Yesterday we nibbled on cheeses from every region of France: soft, hard, mild, strong, creamy, salty stinky, yes France has them all. It was so fun learning the unique specialties.
In addition to all this, I've eaten a ton of amazing French dishes created by my cohorts.
After all this, sadly, my French is still confined to the paltry few words that I knew before I came to this wonderful institution; lets see merci, au revoir, baguette, adieu, à la carte, crème brûlée, bon voyage, concierge and of course, thé, café, sucré and farine. That's was about it when I came and, much to my chagrin, that's still about all I know!
Maybe, just maybe the big "ah-ha" moment is going to come tonight. Part of the curriculum I'm enrolled in involves dinner at several of the fine dining establishments staffed by the very talented students here at The Culinary Institute. Tonight we are excited about dining at the award-wining Escoffiér Resaranté, legendary for it's delicious French cuisine. I'll let you know if this is the magic bullet, you know, the one that loosens my tongue for the French to come pouring out.
You want crépes? I can make some serious crêpes! It took a bit of practice but I've got it down pat after about 30 |
Well, arrivederci till tomorrow ............ oops, wrong language, sorry about that! 🙂
lena says
i hope one day you can show us th eway to make proper crepes! good luck in your french! it's also very late now, i shall come back and chk your posts later!! enjoy!!
Patty says
C'est Magnifique! Thanks for sharing your adventure-it's been fun following your posts this week 🙂
Mary Hirsch says
I am amazed you have any energy to blog at all, Chris. I thank you for doing it as I think we are getting the blow-by-blow while you are sky-high with enthusiasm. As for the French, if you didn't have it as a kid, honey, forget ever speaking it fluently. Just ain't going to happen. I began learning French in my late 50s - took every course the local university offered, went to immersion school in Villefranche for a month for 5 years. I can read it, write it, understand it, but cannot get a paragraph out of my mouth in conversation. I am too Type A, too adult, too have to have it perfect. And, I am afraid, my dear, that you fit that description also. But, keep trying. I am still going to conquer this language....... Bonne Chance!
Happier Than a Pig in Mud says
The Apple Pie Bakery sounds like my kind of place to eat! I can only imagine how great everything is:@)
Madonna says
I can hardly wait until you get home and process what you have learned. I hope that you will share a few of the techniques with us. You are already such a great cook that I am anxiously waiting to see what you think has improved. I hope your husband will share his experience also since he is already very talented.
Laura (Tutti Dolci) says
What a beautiful setting! I think I'm ready for those crepes :).
Claire @ Claire K Creations says
I'm glad the cheshire grin is still there as strong as on day one! What a beautiful little part of the world. Don't worry all the French words must be hidden in the last meal you'll learn how to make!

DATA -
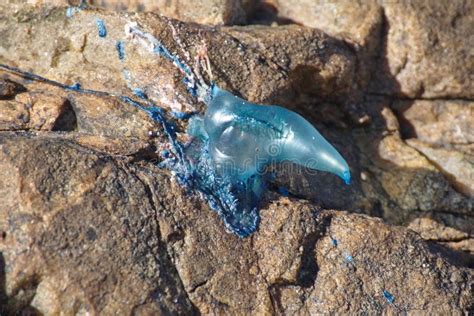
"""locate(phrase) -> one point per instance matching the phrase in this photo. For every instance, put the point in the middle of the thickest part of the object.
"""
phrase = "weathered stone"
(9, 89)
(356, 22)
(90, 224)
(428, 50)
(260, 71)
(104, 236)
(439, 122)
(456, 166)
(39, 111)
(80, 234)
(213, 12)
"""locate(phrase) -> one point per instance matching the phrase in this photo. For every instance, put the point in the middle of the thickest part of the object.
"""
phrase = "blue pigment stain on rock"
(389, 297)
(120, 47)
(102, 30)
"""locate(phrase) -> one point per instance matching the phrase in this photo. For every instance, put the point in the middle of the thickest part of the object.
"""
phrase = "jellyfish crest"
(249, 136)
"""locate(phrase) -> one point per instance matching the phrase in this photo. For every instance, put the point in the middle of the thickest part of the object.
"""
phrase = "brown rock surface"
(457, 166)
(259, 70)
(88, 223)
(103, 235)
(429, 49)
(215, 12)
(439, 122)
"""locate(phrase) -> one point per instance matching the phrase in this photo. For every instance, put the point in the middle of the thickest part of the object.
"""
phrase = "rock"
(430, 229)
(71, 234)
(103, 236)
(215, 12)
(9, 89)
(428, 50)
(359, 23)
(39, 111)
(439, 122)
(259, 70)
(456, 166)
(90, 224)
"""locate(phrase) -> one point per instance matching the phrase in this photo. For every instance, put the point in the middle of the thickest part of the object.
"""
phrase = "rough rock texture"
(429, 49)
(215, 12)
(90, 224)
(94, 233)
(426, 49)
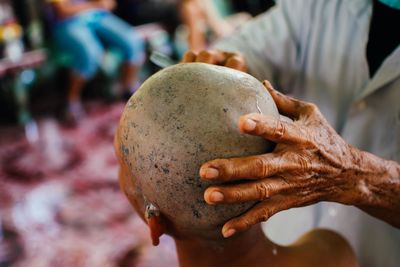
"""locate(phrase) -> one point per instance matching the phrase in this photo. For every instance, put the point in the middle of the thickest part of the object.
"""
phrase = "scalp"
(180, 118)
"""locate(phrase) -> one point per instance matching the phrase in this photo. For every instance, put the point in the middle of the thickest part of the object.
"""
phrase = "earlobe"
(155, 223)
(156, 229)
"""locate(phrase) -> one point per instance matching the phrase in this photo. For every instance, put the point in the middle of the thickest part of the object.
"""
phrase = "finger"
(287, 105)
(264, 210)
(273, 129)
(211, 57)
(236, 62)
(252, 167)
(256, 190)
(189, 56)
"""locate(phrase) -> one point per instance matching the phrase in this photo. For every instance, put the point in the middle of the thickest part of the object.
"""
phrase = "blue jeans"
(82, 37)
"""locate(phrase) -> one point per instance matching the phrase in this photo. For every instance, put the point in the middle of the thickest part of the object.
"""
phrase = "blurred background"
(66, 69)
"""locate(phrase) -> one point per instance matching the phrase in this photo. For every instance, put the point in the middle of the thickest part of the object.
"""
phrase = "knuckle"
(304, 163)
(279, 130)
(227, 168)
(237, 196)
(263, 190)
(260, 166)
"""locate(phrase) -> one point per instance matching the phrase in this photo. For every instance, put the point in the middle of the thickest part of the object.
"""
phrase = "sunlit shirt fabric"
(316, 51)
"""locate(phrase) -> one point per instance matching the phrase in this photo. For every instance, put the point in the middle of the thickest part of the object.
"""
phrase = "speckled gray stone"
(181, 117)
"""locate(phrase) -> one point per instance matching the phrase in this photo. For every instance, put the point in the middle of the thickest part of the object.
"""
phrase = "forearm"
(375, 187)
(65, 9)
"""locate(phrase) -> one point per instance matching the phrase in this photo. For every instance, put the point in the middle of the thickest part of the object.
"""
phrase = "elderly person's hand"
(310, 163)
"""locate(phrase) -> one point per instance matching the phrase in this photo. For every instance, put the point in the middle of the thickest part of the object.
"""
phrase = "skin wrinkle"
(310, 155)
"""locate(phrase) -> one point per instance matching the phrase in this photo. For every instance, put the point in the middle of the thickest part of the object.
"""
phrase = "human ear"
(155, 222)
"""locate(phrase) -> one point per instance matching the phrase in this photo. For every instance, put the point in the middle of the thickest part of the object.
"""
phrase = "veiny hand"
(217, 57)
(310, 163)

...

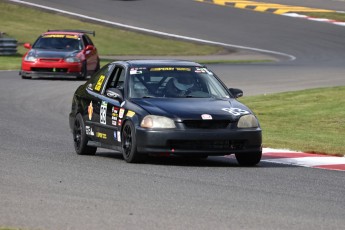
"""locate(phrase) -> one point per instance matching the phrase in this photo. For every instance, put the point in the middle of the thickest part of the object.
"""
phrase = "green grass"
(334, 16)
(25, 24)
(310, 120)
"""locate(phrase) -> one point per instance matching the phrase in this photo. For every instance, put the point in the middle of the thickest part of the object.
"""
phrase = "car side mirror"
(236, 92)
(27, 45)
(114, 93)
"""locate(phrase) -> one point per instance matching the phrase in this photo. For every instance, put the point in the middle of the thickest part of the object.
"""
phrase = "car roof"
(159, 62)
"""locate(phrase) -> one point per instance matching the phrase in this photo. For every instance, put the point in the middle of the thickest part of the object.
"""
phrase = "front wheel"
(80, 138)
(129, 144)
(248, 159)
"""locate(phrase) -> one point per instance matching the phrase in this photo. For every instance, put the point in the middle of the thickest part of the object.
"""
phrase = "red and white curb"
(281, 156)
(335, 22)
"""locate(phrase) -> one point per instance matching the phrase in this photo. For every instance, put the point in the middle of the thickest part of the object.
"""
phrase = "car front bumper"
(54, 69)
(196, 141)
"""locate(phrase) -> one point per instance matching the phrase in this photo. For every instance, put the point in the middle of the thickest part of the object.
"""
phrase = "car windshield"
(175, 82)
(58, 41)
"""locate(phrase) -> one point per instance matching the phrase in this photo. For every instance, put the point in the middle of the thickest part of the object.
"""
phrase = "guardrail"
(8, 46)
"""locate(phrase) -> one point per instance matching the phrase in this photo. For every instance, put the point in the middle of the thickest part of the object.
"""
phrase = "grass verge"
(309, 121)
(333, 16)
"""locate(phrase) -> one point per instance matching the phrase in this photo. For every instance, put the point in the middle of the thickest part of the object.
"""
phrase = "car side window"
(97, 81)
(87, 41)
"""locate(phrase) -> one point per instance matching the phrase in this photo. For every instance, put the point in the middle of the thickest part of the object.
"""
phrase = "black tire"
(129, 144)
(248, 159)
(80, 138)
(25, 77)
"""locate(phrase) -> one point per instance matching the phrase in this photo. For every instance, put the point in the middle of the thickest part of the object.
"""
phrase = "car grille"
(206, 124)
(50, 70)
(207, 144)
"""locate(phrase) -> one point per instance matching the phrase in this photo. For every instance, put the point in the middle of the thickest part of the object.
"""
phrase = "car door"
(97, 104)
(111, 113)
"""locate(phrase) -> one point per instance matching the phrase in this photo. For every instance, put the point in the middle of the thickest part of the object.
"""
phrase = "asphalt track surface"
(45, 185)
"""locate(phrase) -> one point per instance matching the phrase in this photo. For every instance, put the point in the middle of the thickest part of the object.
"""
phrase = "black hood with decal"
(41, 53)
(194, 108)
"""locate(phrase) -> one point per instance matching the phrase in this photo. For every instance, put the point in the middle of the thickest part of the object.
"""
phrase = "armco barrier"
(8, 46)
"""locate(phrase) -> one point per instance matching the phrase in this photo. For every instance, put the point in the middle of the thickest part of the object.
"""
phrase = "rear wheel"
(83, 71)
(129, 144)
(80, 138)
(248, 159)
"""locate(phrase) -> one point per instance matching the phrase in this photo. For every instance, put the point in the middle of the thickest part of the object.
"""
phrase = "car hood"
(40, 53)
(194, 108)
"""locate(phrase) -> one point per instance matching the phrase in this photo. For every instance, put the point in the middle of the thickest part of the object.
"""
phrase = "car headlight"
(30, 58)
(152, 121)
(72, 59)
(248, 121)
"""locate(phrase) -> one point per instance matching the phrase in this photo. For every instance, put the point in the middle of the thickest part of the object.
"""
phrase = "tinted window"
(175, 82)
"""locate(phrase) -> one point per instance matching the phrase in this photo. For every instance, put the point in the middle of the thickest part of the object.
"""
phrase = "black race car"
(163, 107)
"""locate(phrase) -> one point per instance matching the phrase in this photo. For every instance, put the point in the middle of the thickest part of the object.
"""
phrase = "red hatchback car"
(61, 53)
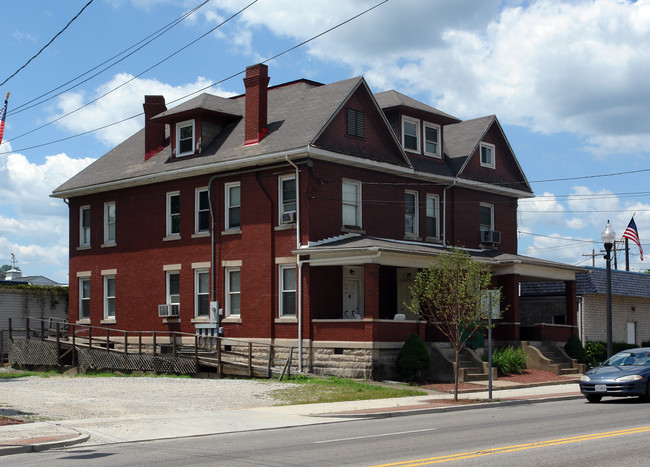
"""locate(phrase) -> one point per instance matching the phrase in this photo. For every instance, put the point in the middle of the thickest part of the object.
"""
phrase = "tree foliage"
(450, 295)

--

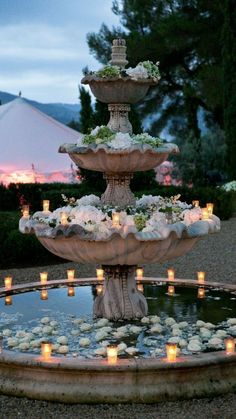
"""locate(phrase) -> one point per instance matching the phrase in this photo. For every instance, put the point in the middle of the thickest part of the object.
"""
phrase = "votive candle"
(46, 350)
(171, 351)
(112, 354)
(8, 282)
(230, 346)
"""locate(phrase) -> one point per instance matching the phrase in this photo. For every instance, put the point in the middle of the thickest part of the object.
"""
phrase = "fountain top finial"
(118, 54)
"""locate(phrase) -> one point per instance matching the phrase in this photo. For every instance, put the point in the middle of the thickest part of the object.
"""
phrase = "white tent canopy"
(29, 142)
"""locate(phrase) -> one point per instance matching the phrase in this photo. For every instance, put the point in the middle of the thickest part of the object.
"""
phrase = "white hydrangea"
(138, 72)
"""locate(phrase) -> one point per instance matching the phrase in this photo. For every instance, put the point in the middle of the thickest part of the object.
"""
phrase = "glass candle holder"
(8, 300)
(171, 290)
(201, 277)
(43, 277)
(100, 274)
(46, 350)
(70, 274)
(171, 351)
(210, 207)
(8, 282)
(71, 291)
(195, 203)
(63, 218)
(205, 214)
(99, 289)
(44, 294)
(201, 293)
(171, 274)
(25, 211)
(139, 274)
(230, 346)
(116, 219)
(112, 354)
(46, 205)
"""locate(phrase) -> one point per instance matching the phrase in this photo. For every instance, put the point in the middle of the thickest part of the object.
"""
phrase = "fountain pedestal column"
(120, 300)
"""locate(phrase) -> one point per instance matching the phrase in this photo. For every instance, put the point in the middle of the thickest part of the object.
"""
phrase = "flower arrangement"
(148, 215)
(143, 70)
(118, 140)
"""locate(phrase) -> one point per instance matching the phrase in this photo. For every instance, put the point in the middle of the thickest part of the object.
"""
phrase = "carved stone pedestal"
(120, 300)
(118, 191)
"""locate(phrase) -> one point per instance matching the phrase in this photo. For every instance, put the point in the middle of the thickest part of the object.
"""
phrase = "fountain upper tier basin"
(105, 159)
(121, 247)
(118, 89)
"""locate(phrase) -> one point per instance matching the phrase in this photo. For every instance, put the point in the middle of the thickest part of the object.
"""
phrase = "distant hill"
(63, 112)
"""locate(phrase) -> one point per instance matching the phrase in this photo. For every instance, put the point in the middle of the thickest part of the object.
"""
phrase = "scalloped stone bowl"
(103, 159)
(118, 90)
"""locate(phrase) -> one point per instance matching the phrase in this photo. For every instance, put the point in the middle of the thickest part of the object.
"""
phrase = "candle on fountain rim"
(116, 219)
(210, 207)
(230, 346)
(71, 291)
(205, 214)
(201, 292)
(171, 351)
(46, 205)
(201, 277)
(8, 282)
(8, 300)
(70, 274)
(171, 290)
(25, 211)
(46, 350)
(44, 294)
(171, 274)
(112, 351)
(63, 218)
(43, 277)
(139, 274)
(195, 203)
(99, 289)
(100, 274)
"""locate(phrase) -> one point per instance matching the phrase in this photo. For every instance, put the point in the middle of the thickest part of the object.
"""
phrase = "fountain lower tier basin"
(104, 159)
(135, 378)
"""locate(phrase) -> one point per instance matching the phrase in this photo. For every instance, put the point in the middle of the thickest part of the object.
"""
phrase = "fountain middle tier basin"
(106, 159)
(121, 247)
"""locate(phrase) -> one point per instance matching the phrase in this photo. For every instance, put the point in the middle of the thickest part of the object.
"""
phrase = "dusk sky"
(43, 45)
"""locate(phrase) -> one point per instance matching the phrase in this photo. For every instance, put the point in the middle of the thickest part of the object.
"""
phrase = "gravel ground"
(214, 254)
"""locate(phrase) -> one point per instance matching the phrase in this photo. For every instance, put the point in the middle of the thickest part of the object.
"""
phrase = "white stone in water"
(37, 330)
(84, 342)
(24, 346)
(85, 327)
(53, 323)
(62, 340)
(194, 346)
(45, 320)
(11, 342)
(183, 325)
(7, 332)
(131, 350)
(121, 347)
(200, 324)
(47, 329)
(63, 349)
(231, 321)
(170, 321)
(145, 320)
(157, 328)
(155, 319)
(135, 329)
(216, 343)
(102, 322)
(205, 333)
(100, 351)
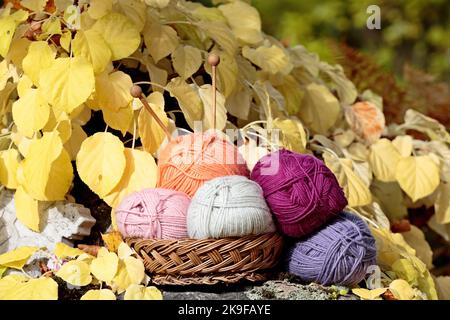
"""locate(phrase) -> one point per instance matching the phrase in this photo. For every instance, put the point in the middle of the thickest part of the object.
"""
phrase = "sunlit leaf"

SHORT PROBLEM 1 -
In the blog post, where did Mary Hirsch attend immersion school?
SHORT PROBLEM 2 -
Return the portion of the blog post that starts at the words "Maybe, just maybe" and stops after "come pouring out.".
The entries have no connection to the blog post.

FINAL ANSWER 1 -
In Villefranche.

FINAL ANSWER 2 -
Maybe, just maybe the big "ah-ha" moment is going to come tonight. Part of the curriculum I'm enrolled in involves dinner at several of the fine dining establishments staffed by the very talented students here at The Culinary Institute. Tonight we are excited about dining at the award-wining Escoffiér Resaranté, legendary for it's delicious French cuisine. I'll let you know if this is the magic bullet, you know, the one that loosens my tongue for the French to come pouring out.